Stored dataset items

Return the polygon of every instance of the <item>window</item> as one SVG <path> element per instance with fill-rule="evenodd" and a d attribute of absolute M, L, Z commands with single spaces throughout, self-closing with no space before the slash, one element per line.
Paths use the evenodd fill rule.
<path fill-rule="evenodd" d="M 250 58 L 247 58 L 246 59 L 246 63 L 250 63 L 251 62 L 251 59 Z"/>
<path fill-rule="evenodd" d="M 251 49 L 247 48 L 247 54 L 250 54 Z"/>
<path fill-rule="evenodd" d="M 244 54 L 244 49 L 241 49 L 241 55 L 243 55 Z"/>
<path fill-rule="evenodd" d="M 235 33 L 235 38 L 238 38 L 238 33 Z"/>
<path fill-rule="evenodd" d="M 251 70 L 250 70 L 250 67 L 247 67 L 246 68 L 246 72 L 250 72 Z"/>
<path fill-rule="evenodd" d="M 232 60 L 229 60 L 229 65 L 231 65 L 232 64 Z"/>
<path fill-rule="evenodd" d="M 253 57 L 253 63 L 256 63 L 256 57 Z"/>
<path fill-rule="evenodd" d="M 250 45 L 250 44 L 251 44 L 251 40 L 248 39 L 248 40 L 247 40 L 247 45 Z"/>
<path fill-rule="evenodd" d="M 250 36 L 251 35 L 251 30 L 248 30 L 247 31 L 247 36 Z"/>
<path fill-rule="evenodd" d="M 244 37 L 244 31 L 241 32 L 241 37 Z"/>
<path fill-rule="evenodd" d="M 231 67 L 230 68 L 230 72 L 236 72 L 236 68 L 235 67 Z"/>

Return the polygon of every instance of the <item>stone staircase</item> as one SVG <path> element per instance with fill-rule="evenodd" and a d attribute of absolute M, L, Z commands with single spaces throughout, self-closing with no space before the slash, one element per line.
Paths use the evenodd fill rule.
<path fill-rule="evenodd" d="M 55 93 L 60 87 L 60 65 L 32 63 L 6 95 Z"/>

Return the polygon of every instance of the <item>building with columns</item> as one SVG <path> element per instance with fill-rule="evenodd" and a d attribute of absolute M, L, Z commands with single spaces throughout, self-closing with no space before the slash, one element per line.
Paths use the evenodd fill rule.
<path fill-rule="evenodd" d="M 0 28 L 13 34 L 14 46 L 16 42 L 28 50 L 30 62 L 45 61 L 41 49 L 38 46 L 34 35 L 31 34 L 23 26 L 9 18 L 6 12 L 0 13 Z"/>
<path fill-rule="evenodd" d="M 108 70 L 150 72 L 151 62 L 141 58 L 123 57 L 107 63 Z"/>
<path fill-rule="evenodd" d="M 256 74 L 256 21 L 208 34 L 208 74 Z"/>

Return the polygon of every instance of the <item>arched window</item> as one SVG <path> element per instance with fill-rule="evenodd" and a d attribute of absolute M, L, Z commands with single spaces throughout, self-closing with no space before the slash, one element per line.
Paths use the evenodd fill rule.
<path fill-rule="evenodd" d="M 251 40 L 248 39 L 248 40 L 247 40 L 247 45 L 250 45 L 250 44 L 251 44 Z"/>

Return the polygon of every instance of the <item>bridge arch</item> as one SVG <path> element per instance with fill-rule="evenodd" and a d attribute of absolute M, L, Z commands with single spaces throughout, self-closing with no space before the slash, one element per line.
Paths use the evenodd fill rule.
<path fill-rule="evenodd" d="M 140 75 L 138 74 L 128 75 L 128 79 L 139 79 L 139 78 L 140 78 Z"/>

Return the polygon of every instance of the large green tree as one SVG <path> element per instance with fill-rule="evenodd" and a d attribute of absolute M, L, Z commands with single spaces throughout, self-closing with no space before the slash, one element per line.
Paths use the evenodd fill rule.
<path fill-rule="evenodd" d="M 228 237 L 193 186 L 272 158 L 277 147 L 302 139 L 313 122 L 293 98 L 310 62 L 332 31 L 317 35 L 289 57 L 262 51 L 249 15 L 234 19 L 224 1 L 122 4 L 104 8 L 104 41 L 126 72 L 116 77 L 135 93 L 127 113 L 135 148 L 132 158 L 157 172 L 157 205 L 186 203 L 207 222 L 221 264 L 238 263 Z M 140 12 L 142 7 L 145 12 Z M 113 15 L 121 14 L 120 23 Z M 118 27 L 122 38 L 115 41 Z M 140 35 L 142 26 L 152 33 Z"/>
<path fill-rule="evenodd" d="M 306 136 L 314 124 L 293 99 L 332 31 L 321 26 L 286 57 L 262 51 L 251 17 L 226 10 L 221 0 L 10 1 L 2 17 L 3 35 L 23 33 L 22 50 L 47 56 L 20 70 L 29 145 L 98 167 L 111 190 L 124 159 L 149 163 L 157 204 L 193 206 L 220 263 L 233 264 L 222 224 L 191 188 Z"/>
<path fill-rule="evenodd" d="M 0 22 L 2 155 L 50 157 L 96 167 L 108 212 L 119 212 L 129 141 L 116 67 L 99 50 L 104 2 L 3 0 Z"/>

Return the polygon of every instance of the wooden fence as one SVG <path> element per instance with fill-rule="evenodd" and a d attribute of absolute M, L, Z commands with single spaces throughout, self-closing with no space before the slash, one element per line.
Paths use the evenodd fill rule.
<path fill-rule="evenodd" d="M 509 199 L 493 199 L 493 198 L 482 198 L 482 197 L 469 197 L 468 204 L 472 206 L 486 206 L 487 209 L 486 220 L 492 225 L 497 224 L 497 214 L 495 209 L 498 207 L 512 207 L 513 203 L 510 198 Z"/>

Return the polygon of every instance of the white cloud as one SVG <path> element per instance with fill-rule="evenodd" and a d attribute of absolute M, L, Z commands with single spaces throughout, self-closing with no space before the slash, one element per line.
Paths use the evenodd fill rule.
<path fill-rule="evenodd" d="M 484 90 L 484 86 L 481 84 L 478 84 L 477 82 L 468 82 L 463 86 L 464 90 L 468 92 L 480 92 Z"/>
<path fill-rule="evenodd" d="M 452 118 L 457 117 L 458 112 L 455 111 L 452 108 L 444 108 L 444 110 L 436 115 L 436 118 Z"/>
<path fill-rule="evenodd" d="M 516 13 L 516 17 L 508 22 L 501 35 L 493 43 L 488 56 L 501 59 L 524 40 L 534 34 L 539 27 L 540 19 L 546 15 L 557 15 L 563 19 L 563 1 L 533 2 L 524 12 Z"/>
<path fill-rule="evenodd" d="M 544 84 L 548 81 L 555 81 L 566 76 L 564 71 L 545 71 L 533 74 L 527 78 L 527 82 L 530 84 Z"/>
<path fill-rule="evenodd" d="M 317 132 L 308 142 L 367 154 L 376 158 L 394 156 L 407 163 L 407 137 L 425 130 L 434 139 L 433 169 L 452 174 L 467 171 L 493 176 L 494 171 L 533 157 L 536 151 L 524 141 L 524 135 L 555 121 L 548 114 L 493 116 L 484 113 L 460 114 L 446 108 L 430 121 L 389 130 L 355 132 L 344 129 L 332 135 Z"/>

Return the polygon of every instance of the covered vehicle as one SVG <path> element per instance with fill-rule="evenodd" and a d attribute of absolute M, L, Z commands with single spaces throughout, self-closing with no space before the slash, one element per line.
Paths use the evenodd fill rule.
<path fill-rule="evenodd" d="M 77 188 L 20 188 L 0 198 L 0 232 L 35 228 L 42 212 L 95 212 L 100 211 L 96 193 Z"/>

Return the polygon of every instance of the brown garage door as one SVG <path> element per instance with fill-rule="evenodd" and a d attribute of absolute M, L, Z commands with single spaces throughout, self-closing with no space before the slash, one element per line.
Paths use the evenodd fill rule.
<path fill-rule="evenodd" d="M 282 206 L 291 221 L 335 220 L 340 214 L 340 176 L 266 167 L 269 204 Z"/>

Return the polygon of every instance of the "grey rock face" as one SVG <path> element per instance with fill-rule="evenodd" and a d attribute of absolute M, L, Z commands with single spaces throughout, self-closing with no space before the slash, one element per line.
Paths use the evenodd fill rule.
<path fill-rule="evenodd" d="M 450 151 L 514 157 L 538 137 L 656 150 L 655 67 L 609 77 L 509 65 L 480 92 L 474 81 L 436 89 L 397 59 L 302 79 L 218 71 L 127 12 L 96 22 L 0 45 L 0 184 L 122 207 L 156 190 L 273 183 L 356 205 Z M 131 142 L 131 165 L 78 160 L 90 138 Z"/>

* * *

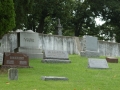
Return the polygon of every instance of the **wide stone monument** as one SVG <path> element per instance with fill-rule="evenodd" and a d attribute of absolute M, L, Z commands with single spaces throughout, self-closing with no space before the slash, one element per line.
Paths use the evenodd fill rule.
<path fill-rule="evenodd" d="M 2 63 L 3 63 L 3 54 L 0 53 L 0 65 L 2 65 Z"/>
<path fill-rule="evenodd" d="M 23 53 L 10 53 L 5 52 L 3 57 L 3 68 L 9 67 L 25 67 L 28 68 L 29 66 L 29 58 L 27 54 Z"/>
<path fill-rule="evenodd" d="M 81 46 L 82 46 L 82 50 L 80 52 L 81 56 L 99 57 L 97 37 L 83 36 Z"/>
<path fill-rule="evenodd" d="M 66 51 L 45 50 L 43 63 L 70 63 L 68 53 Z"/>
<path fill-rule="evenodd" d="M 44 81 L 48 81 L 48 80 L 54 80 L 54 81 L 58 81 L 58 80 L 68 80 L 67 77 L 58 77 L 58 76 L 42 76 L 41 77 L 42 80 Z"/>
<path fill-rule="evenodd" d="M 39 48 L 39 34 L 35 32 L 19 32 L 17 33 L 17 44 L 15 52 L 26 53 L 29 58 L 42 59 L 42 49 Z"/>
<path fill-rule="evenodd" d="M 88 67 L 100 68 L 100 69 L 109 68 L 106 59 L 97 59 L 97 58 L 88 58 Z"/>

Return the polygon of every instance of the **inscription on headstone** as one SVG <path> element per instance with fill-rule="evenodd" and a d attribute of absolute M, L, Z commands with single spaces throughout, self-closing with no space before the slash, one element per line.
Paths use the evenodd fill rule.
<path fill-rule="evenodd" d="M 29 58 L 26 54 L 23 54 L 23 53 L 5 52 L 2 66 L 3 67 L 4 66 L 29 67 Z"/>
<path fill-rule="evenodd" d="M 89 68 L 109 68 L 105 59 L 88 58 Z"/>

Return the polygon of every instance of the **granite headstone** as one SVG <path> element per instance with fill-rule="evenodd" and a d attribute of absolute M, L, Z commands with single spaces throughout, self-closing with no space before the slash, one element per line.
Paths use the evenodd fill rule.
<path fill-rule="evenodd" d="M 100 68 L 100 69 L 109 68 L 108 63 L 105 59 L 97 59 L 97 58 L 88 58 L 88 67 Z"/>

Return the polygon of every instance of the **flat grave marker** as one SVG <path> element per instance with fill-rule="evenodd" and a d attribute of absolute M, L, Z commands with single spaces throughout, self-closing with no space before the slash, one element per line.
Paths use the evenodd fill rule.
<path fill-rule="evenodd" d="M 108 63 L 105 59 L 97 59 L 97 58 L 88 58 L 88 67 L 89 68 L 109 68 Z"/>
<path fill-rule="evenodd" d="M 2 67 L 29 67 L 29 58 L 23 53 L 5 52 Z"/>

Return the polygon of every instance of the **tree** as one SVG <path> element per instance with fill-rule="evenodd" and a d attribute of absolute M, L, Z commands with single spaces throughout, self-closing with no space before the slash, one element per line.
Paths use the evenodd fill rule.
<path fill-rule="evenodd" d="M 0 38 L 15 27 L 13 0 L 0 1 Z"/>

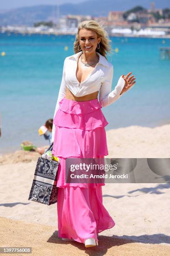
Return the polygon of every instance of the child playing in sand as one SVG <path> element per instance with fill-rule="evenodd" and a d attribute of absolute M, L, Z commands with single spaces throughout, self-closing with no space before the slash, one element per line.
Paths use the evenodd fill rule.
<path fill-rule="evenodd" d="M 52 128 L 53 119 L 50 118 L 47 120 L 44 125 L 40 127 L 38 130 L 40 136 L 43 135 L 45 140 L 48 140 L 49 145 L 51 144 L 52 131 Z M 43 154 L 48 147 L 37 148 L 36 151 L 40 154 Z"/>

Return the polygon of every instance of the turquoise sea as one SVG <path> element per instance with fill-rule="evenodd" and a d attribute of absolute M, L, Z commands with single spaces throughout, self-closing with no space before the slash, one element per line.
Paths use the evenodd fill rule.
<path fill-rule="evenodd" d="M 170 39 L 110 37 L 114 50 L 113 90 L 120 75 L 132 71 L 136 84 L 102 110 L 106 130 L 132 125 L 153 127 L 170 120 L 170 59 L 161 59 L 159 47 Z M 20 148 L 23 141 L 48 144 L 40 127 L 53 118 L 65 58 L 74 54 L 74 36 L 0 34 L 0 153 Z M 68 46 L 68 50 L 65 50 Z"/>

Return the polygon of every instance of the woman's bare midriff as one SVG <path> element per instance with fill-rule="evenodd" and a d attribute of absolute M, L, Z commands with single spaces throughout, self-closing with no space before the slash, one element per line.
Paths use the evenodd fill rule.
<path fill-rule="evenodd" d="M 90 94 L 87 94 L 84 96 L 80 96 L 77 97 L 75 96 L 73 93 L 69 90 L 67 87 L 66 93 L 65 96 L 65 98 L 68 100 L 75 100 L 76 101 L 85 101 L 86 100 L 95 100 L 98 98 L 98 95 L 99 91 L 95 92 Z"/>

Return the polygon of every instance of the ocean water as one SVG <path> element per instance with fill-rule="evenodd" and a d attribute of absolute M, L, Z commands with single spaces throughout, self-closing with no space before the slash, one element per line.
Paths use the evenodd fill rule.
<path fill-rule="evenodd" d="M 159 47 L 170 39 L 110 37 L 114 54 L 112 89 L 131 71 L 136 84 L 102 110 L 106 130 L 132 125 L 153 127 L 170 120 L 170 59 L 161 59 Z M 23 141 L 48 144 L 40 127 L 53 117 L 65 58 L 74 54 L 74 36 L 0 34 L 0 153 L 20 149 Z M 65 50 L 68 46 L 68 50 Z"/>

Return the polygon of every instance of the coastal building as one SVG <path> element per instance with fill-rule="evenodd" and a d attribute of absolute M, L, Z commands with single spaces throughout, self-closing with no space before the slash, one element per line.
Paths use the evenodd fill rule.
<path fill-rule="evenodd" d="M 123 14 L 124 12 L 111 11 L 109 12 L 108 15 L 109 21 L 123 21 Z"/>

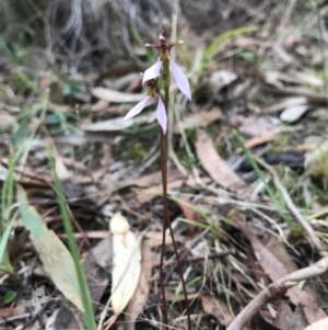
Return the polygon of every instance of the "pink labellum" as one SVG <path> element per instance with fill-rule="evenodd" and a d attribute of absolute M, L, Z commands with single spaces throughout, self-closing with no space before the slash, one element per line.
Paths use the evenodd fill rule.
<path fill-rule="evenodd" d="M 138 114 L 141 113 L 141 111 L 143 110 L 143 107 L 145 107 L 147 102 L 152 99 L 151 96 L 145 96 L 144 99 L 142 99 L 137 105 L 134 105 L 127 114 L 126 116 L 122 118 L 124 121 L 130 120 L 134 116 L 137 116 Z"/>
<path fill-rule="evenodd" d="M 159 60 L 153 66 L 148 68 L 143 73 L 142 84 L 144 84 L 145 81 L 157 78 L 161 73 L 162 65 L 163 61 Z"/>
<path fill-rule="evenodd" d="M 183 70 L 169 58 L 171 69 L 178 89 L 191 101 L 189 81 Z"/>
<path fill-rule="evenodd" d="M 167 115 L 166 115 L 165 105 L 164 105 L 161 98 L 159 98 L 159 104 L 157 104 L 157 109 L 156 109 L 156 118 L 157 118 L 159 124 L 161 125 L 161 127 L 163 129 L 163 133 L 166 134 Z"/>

*EXERCISE TASK*: Reproduce the listing character for character, from the line with "Return the polygon of every instance of the <item>window</item>" up to and including the line with "256 74 L 256".

*RESPONSE*:
Return the polygon of every instance of the <item>window</item> as one SVG <path> element per instance with fill-rule="evenodd" and a d attribute of absolute M, L, Z commands with single spaces throughout, self-closing with no space before the slash, one element per line.
Paths use the evenodd fill rule.
<path fill-rule="evenodd" d="M 250 58 L 247 58 L 246 59 L 246 63 L 250 63 L 251 62 L 251 59 Z"/>
<path fill-rule="evenodd" d="M 251 49 L 247 48 L 247 54 L 250 54 Z"/>
<path fill-rule="evenodd" d="M 244 54 L 244 49 L 241 49 L 241 55 L 243 55 Z"/>
<path fill-rule="evenodd" d="M 235 33 L 235 38 L 238 38 L 238 33 Z"/>
<path fill-rule="evenodd" d="M 251 70 L 250 70 L 250 67 L 247 67 L 246 68 L 246 72 L 250 72 Z"/>
<path fill-rule="evenodd" d="M 232 60 L 229 60 L 229 65 L 231 65 L 232 64 Z"/>
<path fill-rule="evenodd" d="M 253 57 L 253 63 L 256 63 L 256 57 Z"/>
<path fill-rule="evenodd" d="M 250 45 L 250 44 L 251 44 L 251 40 L 248 39 L 248 40 L 247 40 L 247 45 Z"/>
<path fill-rule="evenodd" d="M 250 36 L 251 35 L 251 30 L 248 30 L 247 31 L 247 36 Z"/>
<path fill-rule="evenodd" d="M 244 37 L 244 31 L 241 32 L 241 37 Z"/>
<path fill-rule="evenodd" d="M 231 67 L 230 68 L 230 72 L 236 72 L 236 68 L 235 67 Z"/>

Return the polygon of every instance of the <item>stone staircase</item> as one SVG <path> element per instance with fill-rule="evenodd" and a d attribute of absolute M, L, Z commands with single spaces throughout, self-closing with no space before the slash, one element per line.
Paths use the evenodd fill rule.
<path fill-rule="evenodd" d="M 55 93 L 60 87 L 60 65 L 32 63 L 6 95 Z"/>

Return the polygon of every instance of the <item>building with columns</item> as one SVG <path> element per instance with fill-rule="evenodd" and a d attribute of absolute M, L, Z commands with single spaces throughout, self-closing with no space before the slash, one element per line.
Paths use the evenodd fill rule.
<path fill-rule="evenodd" d="M 0 28 L 13 34 L 14 46 L 16 42 L 28 50 L 30 62 L 45 61 L 41 49 L 38 46 L 34 35 L 31 34 L 23 26 L 9 18 L 6 12 L 0 13 Z"/>
<path fill-rule="evenodd" d="M 108 70 L 150 72 L 151 62 L 141 58 L 123 57 L 107 63 Z"/>
<path fill-rule="evenodd" d="M 256 74 L 256 21 L 208 34 L 208 74 Z"/>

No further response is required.